Your goal.
From the cellular respiration text below, write out word for word the stretch that opens with the words "The phosphorylation of" and closes with "of the ring.".

Cellular Respiration Assignment
Cellular Respiration
Cellular respiration is a process made up of multiple chemical reactions, with the end goal of
breaking glucose down into ATP. The three main steps in this process are glycolysis, the Krebs cycle
and the electron transport chain. ATP is the energy molecule of the body and is essential for
chemical reactions within the body.
Glycolysis
Glycolysis is the first step in the process of cellular respiration and involves breaking down glucose, 6
carbon molecule), into two molecules of pyruvate (3 carbon molecule), in the cytoplasm of each cell.
The reactions which the product pyruvate is used for, the fates of pyruvate, depend on the
conditions. This process requires 2ATP in order to produce 4ATP, giving a net gain of 2ATP. It is made
up of 10 steps, categorised into the preparatory phase and the pay-off phase.
Preparatory Phase:
Step 1: First, D-glucose is converted into glucose-6-phosphate, catalysed by the enzyme hexokinase.
The phosphorylation of glucose in this reaction uses a phosphate group from an ATP molecule, so
one ATP molecule is used. There is now a net loss of 1 ATP for the reaction so far.
Figure 1: Glycolysis Step 1 (Microbiologyinfo, 2019)
Step 2: Glucose-6-phosphate is rearranged into fructose-6-phosphate by glucose phosphate
isomerase, catalysed by the enzyme phosphoglucose isomerase. During the reaction, the glucose (6-
carbon) ring is opened and closes again to form a 5-carbon ring, fructose, with the first carbon now
outside of the ring.
Figure 2: Glycolysis Step 2 (Microbiologyinfo, 2019)
Step 3: Fructose-6-phosphate is converted into fructose-1,6-bisphosphate, using
phosphofructokinase as a catalyst. In this step, another molecule of ATP is used to provide the
second phosphate group. This means that there is now a net loss of 2 ATP.
, Figure 3: Glycolysis Step 3 (Microbiologyinfo, 2019)
Step 4: In this step, the enzyme aldolase catalyses the reaction of fructose-1,6-bisphosphate into
two sugar molecules, dihydroxyacetone phosphate and glyceraldehyde 3-phosphate, which are
isomers of each other.
Figure 4: Glycolysis Step 4 (Microbiologyinfo, 2019)
Step 5: Dihydroxyacetone phosphate (DHAP) and glyceraldehyde 3-phosphate (GAP) are rapidly
inter-converted, using the enzyme triosephosphate isomerase as a catalyst. Only GAP is used in the
rest of the glycolysis reaction, so all DHAP molecules produced are converted into GAP by the
triosephosphate isomerase enzyme, to be used later in the process.
Figure 5: Glycolysis Step 5 (Microbiologyinfo, 2019)
Pay-Off Phase:
, Step 6: Next, the enzyme glyceraldehyde-3-phosphate dehydrogenase catalyses the phosphorylation
of glyceraldehyde 3-phosphate, to produce 1,3-bisphosphoglycerate. To do this, first GAP is oxidised
by the nicotinamide adenine dinucleotide (NAD) coenzyme and then the molecule is phosphorylated
by a free phosphate group addition.

Available data.

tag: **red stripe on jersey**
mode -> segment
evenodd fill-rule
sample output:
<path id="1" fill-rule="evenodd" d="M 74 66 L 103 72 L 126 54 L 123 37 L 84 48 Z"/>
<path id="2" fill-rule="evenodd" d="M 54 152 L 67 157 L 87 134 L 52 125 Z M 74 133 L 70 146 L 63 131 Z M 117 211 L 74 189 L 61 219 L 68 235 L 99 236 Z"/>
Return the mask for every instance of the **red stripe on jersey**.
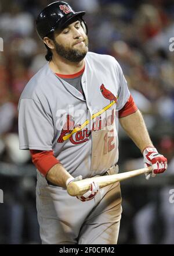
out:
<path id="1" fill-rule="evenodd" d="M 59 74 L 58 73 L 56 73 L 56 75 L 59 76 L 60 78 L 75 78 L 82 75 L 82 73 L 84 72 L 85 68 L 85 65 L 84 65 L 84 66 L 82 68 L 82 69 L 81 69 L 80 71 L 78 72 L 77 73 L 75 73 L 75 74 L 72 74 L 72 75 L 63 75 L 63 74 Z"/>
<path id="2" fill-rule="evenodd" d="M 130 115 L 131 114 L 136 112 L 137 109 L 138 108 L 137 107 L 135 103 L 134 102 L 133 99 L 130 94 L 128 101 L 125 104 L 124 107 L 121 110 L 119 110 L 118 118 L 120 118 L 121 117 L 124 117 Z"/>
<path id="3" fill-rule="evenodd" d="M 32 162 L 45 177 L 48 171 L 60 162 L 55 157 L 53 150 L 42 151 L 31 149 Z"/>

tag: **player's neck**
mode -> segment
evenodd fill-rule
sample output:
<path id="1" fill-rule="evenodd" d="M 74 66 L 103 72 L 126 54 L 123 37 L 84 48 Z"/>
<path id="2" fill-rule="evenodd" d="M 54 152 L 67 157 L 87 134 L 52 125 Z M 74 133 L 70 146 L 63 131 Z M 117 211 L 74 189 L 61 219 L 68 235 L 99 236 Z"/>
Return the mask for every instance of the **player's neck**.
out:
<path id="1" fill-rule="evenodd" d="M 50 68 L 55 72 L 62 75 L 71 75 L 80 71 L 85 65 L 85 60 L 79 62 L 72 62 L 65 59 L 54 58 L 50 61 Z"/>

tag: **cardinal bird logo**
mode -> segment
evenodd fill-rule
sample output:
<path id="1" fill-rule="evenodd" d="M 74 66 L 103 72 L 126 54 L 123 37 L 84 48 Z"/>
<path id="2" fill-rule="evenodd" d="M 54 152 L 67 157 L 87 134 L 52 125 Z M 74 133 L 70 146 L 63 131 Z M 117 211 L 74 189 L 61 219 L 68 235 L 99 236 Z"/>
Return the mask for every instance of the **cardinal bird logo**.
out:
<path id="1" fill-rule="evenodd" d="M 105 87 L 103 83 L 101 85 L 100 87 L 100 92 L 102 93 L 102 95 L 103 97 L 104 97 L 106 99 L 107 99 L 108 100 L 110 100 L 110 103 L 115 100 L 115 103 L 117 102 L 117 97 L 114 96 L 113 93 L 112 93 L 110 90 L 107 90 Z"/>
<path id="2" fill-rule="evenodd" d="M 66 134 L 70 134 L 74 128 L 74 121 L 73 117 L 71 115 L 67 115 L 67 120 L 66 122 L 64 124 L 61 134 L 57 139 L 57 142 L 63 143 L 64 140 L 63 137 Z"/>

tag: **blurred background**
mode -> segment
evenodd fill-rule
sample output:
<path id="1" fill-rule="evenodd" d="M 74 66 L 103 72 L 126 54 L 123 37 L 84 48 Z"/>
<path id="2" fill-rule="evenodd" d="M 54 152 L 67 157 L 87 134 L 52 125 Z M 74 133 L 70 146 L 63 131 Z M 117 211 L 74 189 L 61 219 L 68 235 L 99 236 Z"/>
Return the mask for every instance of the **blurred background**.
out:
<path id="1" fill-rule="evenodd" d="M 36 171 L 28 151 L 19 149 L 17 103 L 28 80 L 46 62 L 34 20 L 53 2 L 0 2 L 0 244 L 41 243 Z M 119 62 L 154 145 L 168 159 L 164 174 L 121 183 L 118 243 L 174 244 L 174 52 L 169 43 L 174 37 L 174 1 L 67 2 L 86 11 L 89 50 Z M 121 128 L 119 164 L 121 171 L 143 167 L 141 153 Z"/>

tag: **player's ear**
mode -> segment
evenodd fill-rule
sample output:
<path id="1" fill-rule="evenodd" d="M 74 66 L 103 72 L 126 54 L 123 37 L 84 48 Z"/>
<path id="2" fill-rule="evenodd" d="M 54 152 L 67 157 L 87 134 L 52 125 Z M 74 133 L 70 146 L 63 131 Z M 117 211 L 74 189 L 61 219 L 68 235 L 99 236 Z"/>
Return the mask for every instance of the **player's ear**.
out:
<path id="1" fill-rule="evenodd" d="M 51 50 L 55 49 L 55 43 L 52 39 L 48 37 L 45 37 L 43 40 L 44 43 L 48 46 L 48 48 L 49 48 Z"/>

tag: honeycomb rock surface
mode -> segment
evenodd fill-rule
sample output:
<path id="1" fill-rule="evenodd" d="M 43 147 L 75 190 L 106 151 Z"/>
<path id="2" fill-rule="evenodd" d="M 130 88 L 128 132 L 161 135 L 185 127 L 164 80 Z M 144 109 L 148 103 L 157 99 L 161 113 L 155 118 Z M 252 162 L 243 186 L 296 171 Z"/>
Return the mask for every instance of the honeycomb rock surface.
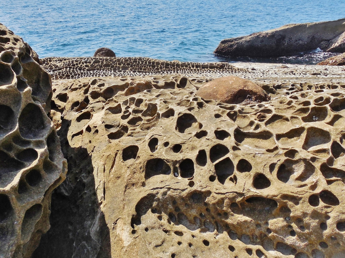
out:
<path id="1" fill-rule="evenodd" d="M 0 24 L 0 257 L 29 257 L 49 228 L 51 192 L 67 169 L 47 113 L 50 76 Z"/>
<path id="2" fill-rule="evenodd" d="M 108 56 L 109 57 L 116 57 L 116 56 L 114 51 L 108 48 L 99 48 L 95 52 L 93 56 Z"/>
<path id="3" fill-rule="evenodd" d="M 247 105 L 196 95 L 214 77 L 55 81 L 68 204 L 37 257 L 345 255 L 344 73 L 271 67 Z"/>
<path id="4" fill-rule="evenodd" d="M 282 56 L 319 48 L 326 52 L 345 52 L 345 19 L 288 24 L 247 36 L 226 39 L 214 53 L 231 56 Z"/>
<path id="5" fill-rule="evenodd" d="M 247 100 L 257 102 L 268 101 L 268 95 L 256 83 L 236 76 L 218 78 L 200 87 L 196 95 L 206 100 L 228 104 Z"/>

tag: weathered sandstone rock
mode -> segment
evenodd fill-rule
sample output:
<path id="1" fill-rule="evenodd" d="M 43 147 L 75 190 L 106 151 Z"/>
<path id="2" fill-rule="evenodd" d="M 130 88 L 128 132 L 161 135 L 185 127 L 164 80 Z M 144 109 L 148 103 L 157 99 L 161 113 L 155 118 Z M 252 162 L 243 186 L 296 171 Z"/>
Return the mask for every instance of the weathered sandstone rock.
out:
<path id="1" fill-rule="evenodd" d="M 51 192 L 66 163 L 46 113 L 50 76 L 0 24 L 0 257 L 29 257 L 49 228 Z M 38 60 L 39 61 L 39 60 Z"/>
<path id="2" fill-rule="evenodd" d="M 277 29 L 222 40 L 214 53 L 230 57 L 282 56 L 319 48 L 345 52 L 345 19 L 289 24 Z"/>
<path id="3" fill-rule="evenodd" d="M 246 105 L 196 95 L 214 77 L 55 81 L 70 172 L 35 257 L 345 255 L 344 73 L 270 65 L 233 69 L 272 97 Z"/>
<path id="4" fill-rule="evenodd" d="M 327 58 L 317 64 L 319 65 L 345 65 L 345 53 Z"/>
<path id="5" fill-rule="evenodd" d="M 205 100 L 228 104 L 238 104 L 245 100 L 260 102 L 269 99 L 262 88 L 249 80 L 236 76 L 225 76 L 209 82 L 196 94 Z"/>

Solution.
The phosphorylation of glucose in this reaction uses a phosphate group from an ATP molecule, so
one ATP molecule is used. There is now a net loss of 1 ATP for the reaction so far.
Figure 1: Glycolysis Step 1 (Microbiologyinfo, 2019)
Step 2: Glucose-6-phosphate is rearranged into fructose-6-phosphate by glucose phosphate
isomerase, catalysed by the enzyme phosphoglucose isomerase. During the reaction, the glucose (6-
carbon) ring is opened and closes again to form a 5-carbon ring, fructose, with the first carbon now
outside of the ring.